**TASK DESCRIPTION:** Reproduce the excerpt on strategy feasibility below in full, word for word.

Mihai Ionescu, Senior Strategy Consultant, Owner Balanced Scorecard Romania, Author.

If our company would have unlimited resources available, we could build any new Transient Competitive Advantage we would see fit, as often as we want, going after the best possible opportunities in the market and effectively defending against any threats encountered. So we could afford to design a Strategy as bold as we could imagine and implement it as fast as desired.


But that's not the case, in any organization, anywhere in the world. Therefore we have to consider our constraints and limitations, which include, not for the least, our organization's capability to change and maybe to abandon, at least partially, the way we have worked until now and even challenge the anecdotal 'how things are done around here'.


Does this mean that we cannot formulate any Strategy we like? Well, we could, but if its implementation would either make us cripple our current Transient Competitive Advantage or require resources beyond our reach, or if we would have to confront challenges that we cannot overcome within the intended Strategic Horizon, it would be just a declared Strategy, not one that can be effectively brought to life. It would be an unfeasible Strategy.


But how do we know? How do we evaluate the feasibility of our Strategy, during the formulation process, before we commit to several annual Strategic Plans (or at least to next year's one) and to executing them?


The Strategy Formulation Process

You might have seen this Strategy Formulation workflow diagram before. It illustrates the main steps the process must go through and, in the context of the current article, it highlights the Strategy Feasibility Validation Gates that we have to use for checking if our desired set of Strategic Choices (the intended Strategic Positioning that defines our new Transient Competitive Advantage) can be supported within the constraints of our available resources (which have to be divided between continuing to support our current Transient Competitive Advantage and building the new one), as well as within the time frame considered (the Strategic Horizon).

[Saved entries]
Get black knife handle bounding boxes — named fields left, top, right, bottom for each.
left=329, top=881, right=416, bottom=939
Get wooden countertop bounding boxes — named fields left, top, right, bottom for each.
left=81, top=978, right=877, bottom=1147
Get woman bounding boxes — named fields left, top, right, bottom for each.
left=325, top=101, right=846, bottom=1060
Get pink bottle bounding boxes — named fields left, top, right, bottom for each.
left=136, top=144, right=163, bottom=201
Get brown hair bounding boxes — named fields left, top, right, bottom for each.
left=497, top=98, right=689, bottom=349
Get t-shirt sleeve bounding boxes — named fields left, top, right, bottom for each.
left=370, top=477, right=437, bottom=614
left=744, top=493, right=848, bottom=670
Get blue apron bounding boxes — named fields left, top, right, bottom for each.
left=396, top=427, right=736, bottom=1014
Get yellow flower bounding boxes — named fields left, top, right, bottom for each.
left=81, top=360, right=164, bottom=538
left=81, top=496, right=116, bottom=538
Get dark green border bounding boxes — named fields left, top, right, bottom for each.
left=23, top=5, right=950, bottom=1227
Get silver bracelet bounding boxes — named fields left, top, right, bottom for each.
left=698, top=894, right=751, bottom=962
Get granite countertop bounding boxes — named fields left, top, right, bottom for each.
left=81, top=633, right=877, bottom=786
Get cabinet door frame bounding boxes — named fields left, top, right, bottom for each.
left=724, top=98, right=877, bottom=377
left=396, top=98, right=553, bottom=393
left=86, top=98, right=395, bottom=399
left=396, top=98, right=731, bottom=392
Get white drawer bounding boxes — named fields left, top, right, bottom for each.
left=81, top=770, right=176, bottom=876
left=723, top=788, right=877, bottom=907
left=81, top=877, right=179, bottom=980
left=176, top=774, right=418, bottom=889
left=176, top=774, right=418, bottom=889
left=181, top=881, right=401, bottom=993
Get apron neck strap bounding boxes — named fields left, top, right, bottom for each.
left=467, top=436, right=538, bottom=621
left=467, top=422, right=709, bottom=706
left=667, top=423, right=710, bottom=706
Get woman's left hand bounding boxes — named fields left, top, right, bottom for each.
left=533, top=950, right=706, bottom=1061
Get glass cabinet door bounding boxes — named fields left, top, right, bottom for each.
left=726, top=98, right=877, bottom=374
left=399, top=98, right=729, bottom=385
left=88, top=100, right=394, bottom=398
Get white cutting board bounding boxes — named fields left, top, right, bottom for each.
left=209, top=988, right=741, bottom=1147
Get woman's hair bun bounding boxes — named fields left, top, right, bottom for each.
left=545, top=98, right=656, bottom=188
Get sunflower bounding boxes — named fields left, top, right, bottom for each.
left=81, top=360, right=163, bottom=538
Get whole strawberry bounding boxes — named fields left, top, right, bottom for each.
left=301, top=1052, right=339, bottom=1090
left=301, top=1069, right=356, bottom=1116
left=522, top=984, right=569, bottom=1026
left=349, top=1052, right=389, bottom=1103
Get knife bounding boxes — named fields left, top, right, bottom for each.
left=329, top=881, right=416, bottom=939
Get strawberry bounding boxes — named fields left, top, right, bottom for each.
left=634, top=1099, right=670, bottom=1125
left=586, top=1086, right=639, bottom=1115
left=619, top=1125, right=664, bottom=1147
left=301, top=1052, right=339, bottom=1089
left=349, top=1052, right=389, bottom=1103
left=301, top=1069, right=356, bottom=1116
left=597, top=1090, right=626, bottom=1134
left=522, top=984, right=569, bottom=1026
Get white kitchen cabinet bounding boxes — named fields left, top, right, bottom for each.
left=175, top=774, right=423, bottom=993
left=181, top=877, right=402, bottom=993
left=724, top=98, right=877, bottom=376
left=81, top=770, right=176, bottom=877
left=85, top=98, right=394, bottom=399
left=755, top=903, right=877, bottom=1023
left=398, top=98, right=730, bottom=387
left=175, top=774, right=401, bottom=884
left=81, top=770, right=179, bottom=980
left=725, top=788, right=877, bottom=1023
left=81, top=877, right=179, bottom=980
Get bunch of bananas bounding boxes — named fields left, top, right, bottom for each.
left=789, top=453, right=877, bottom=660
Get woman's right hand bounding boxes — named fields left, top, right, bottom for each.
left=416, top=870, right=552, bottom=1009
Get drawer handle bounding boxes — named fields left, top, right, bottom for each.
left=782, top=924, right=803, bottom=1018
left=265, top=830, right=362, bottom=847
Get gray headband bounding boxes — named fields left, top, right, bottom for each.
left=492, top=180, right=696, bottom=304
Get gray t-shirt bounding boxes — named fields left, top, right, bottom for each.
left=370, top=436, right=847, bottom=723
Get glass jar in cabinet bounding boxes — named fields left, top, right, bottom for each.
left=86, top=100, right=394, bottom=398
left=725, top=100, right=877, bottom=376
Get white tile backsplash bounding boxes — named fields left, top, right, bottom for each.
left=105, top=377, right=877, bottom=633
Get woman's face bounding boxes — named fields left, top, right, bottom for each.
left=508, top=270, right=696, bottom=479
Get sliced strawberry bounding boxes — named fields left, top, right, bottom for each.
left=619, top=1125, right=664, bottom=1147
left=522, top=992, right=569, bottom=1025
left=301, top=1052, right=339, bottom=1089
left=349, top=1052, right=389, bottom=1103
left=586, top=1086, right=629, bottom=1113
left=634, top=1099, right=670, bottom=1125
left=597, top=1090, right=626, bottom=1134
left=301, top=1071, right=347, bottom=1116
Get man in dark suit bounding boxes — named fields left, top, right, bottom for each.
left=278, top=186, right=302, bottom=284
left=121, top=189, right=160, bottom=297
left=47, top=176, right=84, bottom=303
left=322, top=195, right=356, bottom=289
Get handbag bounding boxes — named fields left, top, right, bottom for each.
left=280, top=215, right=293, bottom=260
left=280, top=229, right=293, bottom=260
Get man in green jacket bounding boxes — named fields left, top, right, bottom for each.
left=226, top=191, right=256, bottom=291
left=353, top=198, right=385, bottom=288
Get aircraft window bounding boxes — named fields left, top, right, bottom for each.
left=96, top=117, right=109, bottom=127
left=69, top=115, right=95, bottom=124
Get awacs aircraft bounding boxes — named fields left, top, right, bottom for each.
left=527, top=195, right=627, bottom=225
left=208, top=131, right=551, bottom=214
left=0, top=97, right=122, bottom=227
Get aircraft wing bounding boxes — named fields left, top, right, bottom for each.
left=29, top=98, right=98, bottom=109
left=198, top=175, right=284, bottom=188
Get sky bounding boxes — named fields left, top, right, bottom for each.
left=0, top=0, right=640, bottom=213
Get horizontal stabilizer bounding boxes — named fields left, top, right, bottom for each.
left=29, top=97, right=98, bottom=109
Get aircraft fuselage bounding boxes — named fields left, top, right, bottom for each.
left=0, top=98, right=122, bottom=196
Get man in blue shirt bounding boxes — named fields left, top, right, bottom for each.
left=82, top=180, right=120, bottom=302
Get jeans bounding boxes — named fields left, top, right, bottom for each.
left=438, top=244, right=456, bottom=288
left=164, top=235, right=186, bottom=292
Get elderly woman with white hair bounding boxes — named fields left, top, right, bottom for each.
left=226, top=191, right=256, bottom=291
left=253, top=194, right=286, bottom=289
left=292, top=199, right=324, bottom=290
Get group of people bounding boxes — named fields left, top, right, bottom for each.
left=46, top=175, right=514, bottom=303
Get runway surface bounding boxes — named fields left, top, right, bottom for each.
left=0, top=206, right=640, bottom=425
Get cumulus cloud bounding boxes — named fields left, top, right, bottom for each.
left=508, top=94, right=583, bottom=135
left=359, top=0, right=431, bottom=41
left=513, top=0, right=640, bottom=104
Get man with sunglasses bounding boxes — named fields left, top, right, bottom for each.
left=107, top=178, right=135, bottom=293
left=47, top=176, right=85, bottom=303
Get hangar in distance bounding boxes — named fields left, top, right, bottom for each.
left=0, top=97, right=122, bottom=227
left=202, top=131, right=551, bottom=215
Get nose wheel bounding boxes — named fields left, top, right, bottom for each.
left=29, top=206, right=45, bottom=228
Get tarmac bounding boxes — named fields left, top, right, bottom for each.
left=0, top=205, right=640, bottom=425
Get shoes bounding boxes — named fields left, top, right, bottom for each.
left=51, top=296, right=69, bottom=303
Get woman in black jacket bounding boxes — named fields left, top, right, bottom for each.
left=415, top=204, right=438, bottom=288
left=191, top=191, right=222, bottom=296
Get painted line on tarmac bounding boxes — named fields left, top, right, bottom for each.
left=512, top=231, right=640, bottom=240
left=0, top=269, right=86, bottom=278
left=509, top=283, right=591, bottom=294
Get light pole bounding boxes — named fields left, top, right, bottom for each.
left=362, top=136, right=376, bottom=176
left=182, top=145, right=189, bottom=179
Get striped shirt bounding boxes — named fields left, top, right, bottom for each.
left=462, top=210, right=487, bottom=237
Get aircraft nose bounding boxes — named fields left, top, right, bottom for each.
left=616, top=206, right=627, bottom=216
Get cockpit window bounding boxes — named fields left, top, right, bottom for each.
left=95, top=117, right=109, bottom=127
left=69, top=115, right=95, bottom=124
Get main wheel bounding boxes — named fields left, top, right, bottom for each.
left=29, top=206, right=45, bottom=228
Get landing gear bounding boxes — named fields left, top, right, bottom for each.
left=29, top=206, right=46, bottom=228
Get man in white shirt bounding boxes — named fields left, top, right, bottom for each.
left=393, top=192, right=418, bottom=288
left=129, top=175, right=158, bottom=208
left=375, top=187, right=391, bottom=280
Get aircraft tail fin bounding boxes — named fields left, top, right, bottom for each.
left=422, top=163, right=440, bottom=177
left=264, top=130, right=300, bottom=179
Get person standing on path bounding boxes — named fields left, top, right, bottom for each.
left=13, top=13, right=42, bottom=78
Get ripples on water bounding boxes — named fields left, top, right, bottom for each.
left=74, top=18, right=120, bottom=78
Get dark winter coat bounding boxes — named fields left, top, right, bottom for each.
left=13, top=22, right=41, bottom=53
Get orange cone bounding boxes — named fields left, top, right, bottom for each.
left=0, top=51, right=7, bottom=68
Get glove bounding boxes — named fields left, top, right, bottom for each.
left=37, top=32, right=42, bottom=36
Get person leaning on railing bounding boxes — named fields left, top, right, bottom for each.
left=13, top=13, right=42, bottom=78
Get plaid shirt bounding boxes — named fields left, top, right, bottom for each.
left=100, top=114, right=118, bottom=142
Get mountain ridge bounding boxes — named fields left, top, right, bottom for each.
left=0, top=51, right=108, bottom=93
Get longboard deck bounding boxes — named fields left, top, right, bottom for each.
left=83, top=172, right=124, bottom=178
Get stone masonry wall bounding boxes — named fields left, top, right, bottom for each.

**FINISHED TASK:**
Mihai Ionescu, Senior Strategy Consultant, Owner Balanced Scorecard Romania, Author.

If our company would have unlimited resources available, we could build any new Transient Competitive Advantage we would see fit, as often as we want, going after the best possible opportunities in the market and effectively defending against any threats encountered. So we could afford to design a Strategy as bold as we could imagine and implement it as fast as desired.


But that's not the case, in any organization, anywhere in the world. Therefore we have to consider our constraints and limitations, which include, not for the least, our organization's capability to change and maybe to abandon, at least partially, the way we have worked until now and even challenge the anecdotal 'how things are done around here'.


Does this mean that we cannot formulate any Strategy we like? Well, we could, but if its implementation would either make us cripple our current Transient Competitive Advantage or require resources beyond our reach, or if we would have to confront challenges that we cannot overcome within the intended Strategic Horizon, it would be just a declared Strategy, not one that can be effectively brought to life. It would be an unfeasible Strategy.


But how do we know? How do we evaluate the feasibility of our Strategy, during the formulation process, before we commit to several annual Strategic Plans (or at least to next year's one) and to executing them?


The Strategy Formulation Process

You might have seen this Strategy Formulation workflow diagram before. It illustrates the main steps the process must go through and, in the context of the current article, it highlights the Strategy Feasibility Validation Gates that we have to use for checking if our desired set of Strategic Choices (the intended Strategic Positioning that defines our new Transient Competitive Advantage) can be supported within the constraints of our available resources (which have to be divided between continuing to support our current Transient Competitive Advantage and building the new one), as well as within the time frame considered (the Strategic Horizon).